Comprehensive Guide to Download Files From S3 with Python

By : Mydatahack
February 25, 2018
Category : Data Engineering, Data Ingestion
Tags: AWS, Boto, Boto 3, Python SDK, S3

Using AWS SDK for Python can be confusing. First of all, there seems to be two different ones (Boto and Boto3). Even if you choose one, either one of them seems to have multiple ways to authenticate and connect to AWS services. Googling solutions can quickly become confusing as you may find different variations of code examples. If you are just getting into AWS, this can be scary. In this post, I will explain the different and give you the code examples that work by using the example of downloading files from S3.

Boto is the older version of Python AWS SDK. Boto3 is the newer version. Boto3 doesn’t mean it is for Python 3. It works for Python 2.6 or 2.7. All the code provided in this post will work for both Python versions. As Boto3 is rewritten from ground up, the code you write with boto3 is different from Boto. You can read further about the change made in Boto3 here.

Generally speaking, you should use Boto3 if you are writing new programs. It is the new and improved version of Boto. I personally find it more efficient and easier to use. You also need to know Boto to maintain legacy code.

Before you start, you need to install boto and boto3. All the code work for both Python 2.7 and 3. You can use either one of them

pip install boto
pip install boto3

(1) Downloading S3 Files With Boto3

Boto3 provides super-easy way to configure credentials and access to AWS resources. To connect to S3, you can either create a S3 resorce or S3 client. Resource is an object-oriented interface to AWS and provides higher-level abstraction while Client is a low-level interface to AWS whose methods map close to 1:1 with service APIs.

1-1. Using Resource

You can create s3 resources with boto3.resource(‘s3’). It will use the AWS credentials configured in your AWS CLI (see here). This is perfect when you want to use the code between different environments as the credentials come from environment variable and you do not need to hardcode it. Once you have the resources, create the bucket object and use the download_file method. This page shows different s3 methods that you can use with resource.

import boto3
import botocore

def download_file_with_resource(bucket_name, key, local_path):
s3 = boto3.resource('s3')
s3.Bucket(bucket_name).download_file(key, local_path)
print('Downloaded File with boto3 resource')

▸ Set problem
In the S3 download guide, which version of the Python AWS SDK is recommended for writing new programs? The listing comes from a source separate from the S3 download guide.

▸ Collection entries
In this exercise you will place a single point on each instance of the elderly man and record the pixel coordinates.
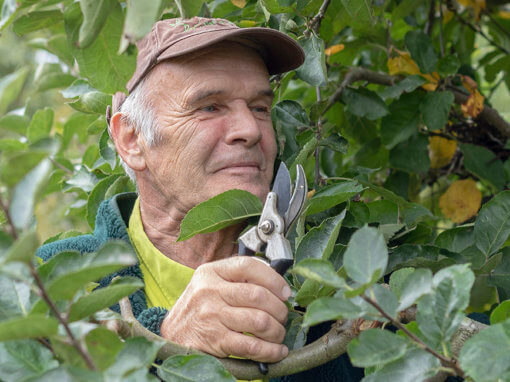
(196, 123)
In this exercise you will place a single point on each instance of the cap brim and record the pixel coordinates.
(281, 51)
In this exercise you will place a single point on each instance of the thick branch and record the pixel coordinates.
(328, 347)
(488, 114)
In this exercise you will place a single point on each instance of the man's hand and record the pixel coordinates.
(225, 299)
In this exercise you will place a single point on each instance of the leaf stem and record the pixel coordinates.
(8, 217)
(319, 137)
(44, 295)
(446, 361)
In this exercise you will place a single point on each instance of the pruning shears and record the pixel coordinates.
(279, 213)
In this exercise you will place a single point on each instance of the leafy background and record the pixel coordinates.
(400, 118)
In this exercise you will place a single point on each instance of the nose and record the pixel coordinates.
(243, 127)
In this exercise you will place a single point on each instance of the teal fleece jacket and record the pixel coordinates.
(111, 224)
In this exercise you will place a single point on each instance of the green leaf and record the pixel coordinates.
(104, 297)
(492, 226)
(436, 108)
(295, 333)
(33, 326)
(414, 286)
(10, 88)
(194, 367)
(500, 275)
(441, 312)
(221, 211)
(189, 8)
(68, 272)
(407, 85)
(140, 17)
(331, 308)
(13, 122)
(376, 347)
(95, 14)
(403, 120)
(92, 103)
(288, 117)
(366, 256)
(23, 359)
(422, 51)
(412, 155)
(14, 299)
(34, 21)
(359, 10)
(415, 365)
(486, 356)
(24, 197)
(336, 143)
(364, 103)
(23, 249)
(319, 241)
(103, 346)
(96, 196)
(40, 125)
(410, 211)
(137, 353)
(331, 196)
(68, 373)
(77, 88)
(313, 69)
(448, 65)
(484, 164)
(319, 270)
(106, 71)
(501, 313)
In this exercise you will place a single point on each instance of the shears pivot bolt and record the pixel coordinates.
(267, 226)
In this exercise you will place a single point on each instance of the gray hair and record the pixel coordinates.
(138, 113)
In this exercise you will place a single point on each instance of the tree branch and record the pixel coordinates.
(328, 347)
(7, 215)
(44, 295)
(488, 114)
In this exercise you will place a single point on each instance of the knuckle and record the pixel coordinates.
(256, 295)
(261, 322)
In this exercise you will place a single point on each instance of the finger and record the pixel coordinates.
(253, 321)
(241, 345)
(244, 295)
(248, 270)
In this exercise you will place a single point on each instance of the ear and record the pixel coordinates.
(128, 143)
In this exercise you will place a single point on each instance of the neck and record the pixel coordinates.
(162, 226)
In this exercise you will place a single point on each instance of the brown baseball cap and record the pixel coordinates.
(176, 37)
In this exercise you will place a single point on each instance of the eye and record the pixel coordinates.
(209, 108)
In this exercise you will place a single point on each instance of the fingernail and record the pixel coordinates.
(286, 292)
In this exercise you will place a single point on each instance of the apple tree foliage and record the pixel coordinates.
(399, 116)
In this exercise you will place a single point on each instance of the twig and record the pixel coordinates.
(478, 30)
(446, 361)
(65, 169)
(488, 114)
(44, 295)
(497, 24)
(315, 23)
(318, 135)
(7, 215)
(431, 19)
(325, 349)
(441, 40)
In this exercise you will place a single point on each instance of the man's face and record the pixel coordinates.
(213, 112)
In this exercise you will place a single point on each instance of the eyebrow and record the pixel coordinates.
(204, 94)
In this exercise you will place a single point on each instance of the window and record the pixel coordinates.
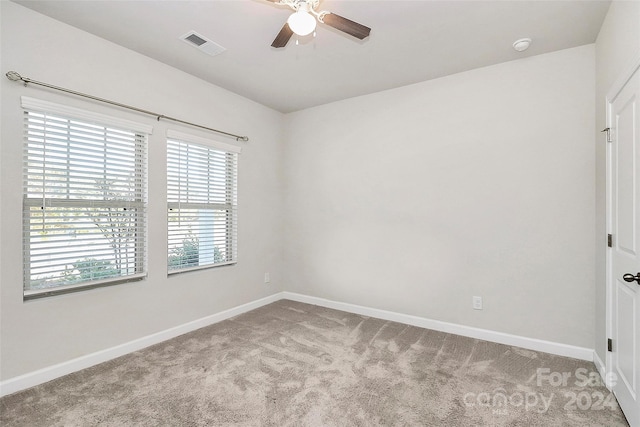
(84, 199)
(202, 205)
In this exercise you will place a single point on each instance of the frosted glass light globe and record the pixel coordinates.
(302, 22)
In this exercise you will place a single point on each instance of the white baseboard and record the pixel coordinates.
(41, 376)
(452, 328)
(49, 373)
(602, 369)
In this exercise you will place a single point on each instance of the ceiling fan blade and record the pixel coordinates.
(283, 36)
(346, 25)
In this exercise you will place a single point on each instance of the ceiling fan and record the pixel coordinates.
(303, 21)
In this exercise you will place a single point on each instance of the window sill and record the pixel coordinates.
(50, 292)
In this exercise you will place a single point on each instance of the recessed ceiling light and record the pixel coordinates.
(522, 44)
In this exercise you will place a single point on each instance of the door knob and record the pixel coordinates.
(631, 278)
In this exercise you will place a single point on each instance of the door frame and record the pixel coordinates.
(613, 92)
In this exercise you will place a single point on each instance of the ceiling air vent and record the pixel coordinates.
(200, 42)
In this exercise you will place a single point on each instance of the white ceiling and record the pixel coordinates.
(410, 42)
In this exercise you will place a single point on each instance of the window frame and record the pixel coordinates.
(85, 117)
(231, 154)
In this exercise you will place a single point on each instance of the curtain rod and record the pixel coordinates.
(14, 76)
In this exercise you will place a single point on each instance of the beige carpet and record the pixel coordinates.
(293, 364)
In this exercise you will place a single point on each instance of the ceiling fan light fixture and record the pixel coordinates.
(522, 44)
(302, 22)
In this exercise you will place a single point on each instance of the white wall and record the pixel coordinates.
(617, 47)
(40, 333)
(415, 199)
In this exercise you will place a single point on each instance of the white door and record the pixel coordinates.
(623, 118)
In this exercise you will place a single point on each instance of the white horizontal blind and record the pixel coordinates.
(84, 202)
(202, 205)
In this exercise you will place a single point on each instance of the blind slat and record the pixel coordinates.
(84, 203)
(201, 208)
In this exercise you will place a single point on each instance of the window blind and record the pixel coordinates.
(202, 204)
(84, 203)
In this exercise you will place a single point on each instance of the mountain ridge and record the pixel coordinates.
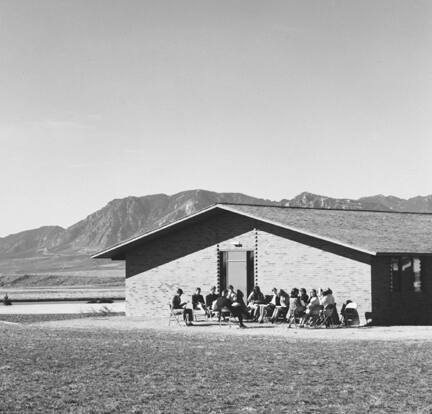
(54, 248)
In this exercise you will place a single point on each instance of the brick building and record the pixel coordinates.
(381, 260)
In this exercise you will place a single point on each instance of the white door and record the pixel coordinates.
(237, 270)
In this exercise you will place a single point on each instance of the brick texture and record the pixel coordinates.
(188, 259)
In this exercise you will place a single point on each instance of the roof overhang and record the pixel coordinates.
(118, 251)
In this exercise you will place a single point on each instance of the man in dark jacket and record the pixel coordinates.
(223, 302)
(176, 303)
(211, 297)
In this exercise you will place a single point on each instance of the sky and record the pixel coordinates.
(103, 99)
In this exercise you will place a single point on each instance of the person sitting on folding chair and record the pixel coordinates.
(328, 302)
(211, 297)
(282, 307)
(296, 308)
(312, 308)
(223, 302)
(255, 299)
(176, 303)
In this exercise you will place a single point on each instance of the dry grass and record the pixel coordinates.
(101, 371)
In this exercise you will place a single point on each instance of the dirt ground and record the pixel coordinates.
(123, 323)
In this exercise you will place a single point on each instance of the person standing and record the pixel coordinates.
(224, 302)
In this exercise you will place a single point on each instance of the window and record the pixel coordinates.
(406, 271)
(417, 284)
(395, 275)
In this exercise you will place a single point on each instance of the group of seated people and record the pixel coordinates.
(297, 305)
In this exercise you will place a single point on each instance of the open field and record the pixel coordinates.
(81, 366)
(76, 285)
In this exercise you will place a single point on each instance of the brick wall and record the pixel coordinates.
(285, 264)
(156, 270)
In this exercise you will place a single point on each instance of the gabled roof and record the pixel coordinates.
(371, 232)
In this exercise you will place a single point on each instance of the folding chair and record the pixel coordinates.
(176, 315)
(326, 317)
(294, 317)
(224, 312)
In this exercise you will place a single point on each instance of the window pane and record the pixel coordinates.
(395, 274)
(417, 274)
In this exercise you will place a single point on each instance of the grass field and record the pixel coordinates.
(150, 371)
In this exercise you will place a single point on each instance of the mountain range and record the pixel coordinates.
(53, 249)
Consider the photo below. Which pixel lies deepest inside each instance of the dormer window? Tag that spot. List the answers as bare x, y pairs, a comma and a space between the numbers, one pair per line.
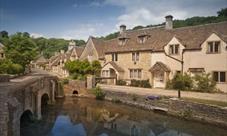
213, 47
122, 41
142, 39
174, 49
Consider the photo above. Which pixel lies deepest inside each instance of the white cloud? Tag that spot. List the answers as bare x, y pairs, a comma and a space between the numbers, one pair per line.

▸ Answer to this task
Boto3.